GOAL OF THE EXERCISE: Below are records. Find each line in them that holds the word "leaved" and copy it.

[Photo-based referring expression data]
_ _ _ _

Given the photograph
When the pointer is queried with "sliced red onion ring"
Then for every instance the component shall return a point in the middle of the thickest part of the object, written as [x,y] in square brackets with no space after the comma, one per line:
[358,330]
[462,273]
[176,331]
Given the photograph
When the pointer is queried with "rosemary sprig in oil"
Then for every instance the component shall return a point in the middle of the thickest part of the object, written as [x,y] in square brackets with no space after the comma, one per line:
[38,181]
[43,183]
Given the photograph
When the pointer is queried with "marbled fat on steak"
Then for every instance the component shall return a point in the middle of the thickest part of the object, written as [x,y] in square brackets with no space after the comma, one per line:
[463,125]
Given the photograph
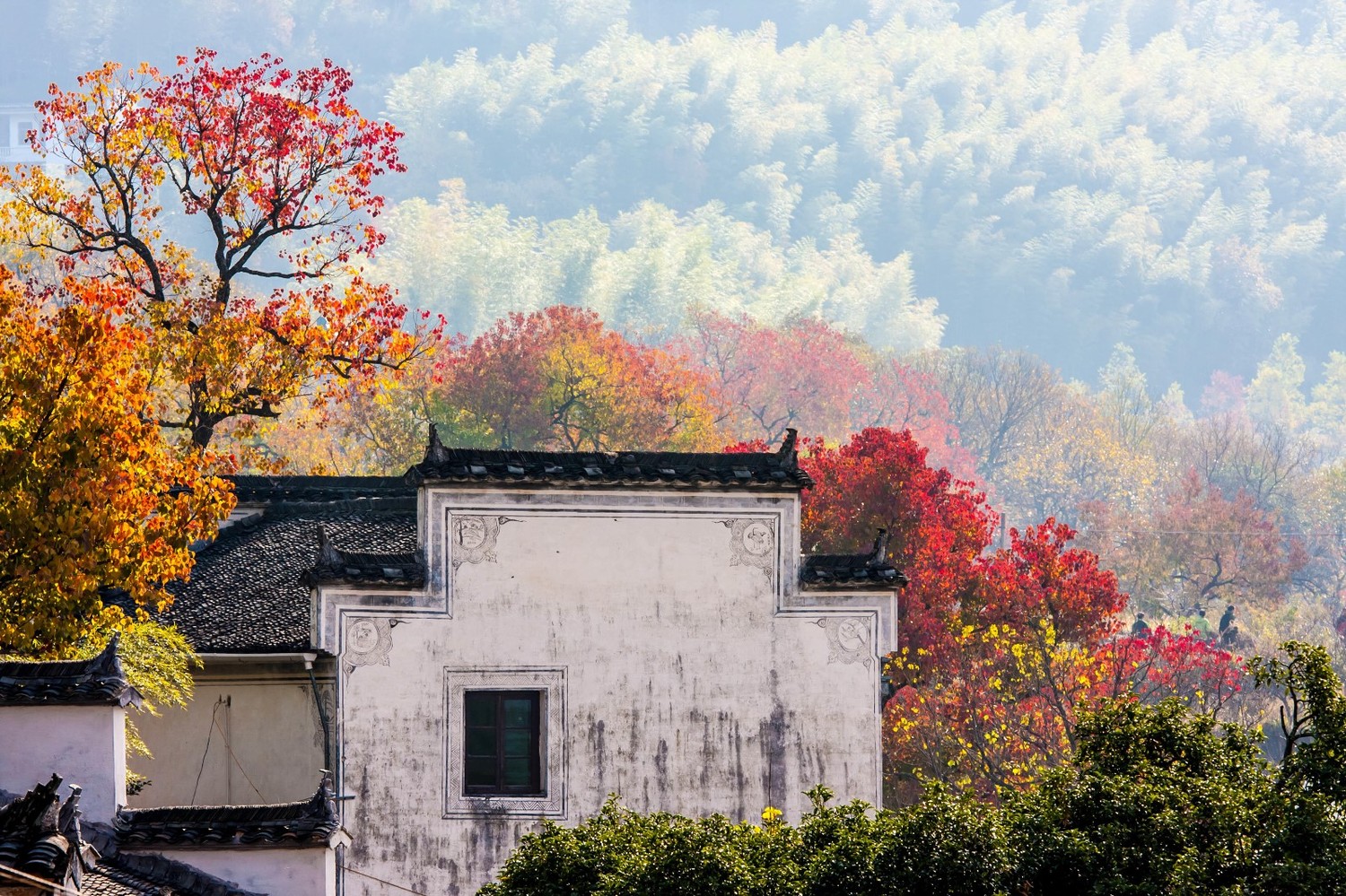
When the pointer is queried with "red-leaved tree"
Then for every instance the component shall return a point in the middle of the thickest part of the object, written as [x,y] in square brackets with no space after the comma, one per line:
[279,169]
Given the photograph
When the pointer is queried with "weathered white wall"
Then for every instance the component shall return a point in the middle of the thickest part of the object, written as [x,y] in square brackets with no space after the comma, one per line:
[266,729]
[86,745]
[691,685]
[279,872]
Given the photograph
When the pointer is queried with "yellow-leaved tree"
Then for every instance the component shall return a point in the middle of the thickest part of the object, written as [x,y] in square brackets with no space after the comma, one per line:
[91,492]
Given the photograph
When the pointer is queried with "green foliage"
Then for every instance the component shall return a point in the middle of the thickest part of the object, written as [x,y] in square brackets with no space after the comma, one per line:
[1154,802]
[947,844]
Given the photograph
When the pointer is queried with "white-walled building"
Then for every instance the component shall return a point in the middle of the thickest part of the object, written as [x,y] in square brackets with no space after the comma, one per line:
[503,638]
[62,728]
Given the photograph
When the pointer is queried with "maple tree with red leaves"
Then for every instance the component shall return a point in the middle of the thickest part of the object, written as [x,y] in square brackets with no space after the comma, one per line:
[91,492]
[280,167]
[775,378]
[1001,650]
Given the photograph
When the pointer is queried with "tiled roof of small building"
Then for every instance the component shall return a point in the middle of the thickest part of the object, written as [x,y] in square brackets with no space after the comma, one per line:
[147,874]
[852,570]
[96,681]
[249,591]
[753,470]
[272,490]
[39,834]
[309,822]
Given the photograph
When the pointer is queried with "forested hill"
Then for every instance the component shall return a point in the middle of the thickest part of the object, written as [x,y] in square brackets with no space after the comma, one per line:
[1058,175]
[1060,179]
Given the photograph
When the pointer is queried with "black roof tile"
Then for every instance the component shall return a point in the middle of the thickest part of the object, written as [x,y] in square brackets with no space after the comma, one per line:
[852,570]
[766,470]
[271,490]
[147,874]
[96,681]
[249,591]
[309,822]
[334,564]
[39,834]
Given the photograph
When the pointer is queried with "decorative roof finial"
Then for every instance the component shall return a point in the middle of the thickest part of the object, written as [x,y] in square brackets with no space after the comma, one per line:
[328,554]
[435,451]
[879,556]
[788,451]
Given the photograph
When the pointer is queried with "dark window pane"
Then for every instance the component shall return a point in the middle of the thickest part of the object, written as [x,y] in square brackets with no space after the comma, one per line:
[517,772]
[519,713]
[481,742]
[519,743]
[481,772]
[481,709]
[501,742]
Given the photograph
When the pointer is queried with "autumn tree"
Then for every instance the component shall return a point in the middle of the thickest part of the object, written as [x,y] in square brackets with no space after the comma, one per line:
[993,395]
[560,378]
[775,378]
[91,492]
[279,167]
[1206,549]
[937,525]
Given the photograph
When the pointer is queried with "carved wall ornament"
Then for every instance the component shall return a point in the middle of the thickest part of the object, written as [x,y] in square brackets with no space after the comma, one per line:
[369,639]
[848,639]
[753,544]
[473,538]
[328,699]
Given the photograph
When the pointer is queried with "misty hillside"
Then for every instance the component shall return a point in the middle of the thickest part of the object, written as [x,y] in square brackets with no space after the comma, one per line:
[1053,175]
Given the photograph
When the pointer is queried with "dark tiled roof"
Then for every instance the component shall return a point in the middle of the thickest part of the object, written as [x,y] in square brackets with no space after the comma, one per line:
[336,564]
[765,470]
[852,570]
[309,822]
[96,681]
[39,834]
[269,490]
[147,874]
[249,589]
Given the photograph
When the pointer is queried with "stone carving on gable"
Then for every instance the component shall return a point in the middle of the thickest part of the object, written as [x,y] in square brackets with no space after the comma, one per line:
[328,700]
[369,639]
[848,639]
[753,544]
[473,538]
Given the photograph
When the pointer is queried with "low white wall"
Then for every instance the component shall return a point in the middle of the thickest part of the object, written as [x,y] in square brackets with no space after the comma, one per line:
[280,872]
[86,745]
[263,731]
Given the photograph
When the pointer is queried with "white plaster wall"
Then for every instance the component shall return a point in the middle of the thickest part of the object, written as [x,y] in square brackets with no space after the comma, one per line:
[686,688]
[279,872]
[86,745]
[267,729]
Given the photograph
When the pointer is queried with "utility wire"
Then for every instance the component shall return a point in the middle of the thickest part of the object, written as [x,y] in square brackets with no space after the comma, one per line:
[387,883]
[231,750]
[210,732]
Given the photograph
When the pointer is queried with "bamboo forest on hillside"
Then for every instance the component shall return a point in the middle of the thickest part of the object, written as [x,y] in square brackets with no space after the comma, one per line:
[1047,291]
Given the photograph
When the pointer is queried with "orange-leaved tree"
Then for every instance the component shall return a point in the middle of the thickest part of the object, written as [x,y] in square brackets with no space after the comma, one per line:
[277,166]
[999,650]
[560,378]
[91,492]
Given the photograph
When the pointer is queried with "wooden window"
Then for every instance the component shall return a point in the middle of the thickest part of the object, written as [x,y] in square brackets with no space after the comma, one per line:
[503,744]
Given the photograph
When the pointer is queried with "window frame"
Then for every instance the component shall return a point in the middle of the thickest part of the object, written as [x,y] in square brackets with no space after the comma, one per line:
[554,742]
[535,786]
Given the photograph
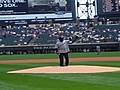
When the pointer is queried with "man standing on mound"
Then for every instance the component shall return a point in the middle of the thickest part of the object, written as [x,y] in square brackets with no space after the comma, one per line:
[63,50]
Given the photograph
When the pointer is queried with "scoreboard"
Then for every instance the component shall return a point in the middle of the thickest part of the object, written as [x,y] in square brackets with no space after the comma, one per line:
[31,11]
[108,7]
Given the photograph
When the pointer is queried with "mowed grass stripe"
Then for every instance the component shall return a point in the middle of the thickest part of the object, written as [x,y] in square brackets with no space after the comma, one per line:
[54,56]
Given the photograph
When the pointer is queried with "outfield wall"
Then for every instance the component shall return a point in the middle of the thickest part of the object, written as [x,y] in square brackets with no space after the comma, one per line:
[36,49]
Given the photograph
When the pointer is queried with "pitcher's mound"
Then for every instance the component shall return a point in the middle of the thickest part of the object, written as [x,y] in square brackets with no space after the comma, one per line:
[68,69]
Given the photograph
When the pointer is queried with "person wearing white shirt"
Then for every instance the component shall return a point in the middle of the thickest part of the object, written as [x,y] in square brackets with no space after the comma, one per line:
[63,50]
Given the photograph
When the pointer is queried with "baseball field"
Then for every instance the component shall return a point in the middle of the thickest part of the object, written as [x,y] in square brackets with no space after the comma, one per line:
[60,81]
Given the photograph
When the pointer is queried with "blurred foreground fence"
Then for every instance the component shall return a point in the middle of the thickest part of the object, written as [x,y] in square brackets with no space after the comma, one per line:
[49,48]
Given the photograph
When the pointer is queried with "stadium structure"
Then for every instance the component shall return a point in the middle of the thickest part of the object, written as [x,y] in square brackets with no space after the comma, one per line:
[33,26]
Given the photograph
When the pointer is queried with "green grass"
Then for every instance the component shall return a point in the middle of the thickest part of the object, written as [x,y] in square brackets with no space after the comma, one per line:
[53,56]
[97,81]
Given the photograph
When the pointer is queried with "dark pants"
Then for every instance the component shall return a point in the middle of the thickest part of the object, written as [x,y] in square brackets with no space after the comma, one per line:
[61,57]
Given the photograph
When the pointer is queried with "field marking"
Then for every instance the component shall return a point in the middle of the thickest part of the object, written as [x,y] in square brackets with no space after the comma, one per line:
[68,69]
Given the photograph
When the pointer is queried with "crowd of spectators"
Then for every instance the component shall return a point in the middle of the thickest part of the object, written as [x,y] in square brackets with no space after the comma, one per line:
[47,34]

_ _ _ _

TASK RESPONSE:
When the pointer is queried with "red-leaved tree"
When the pointer is queried with "yellow-leaved tree"
When the pointer is queried with "orange-leaved tree"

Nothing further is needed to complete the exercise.